### TEXT SECTION
######

Therrien uses the app himself, and says it protects people’s privacy. But he said governments should ban employers from making downloads mandatory, and prevent businesses from using the app to screen customers and staff.

While Ottawa launched the app in July, Manitoba only authorized its use on Oct. 1. COVID Alert anonymously logs when one phone is near another app-user’s phone for 15 minutes, using anonymized codes.

When someone tests positive for COVID-19, provincial authorities give them a password, which they enter to have the app send an alert to anyone who’s been in close contact over the past two weeks.

The alert notifies people they might have been exposed to the coronavirus, and gives them instructions on how to respond, as stipulated by their provincial government.

Within a day of being rolled out in Manitoba, leaders in cities such as Winnipeg and Selkirk compelled all staff with corporate smartphones to install the app.

"Not only do we want to ensure the safety of our staff, but also our community and our residents," Winnipeg Mayor Brian Bowman said last week.

The Manitoba government has decided to encourage civil servants and employees of Crown corporations to install the app. On Wednesday, it sent a link to download the app to 7,350 phones used by staff, but didn't compel them to do so.

######

### SOURCE MATERIAL

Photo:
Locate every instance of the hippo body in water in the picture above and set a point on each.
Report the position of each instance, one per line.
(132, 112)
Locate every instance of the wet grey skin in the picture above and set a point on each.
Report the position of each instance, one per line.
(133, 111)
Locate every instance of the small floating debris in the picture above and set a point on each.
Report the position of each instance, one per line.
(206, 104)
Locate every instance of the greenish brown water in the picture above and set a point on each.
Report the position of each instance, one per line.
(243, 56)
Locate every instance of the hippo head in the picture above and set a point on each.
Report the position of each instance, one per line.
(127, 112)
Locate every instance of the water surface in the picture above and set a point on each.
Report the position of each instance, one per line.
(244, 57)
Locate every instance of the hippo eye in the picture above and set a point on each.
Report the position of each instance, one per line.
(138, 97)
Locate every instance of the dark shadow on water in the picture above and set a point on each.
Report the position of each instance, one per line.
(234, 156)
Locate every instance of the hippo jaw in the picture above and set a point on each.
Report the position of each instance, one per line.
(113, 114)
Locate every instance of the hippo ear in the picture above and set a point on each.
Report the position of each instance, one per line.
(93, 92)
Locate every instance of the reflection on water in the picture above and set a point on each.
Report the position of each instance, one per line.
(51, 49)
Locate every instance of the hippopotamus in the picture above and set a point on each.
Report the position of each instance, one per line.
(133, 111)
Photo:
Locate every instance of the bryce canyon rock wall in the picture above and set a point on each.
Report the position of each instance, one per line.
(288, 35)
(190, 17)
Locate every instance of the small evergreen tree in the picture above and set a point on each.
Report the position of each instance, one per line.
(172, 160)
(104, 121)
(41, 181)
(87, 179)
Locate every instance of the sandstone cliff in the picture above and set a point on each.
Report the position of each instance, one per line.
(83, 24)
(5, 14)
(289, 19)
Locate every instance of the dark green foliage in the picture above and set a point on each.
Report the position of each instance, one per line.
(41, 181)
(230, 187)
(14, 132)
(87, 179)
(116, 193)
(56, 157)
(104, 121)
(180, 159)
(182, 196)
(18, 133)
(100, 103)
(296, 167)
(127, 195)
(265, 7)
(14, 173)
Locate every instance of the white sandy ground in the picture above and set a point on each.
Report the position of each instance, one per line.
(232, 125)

######

### REQUIRED WORK
Write the next part of the article on Manitoba's rollout of the COVID Alert app, starting after its final sentence.

### EXERCISE RESULT
Therrien prefers the latter approach.

"The federal-provincial declaration that we issued a few months ago recommended strongly that the application be voluntary, i.e., consensual," the commissioner said.

"There is a link between voluntariness of using the app, leading to greater trust, leading to greater use. That may be jeopardized if there are too many efforts by third parties to compel people to use the application."

He noted that European countries have protections against compelling people to use the app and bar businesses from requiring customers or staff to display the app in order to enter buildings.

The City of Winnipeg did not respond when asked who had decided to order its staff to install the app, and how many smartphones that entails.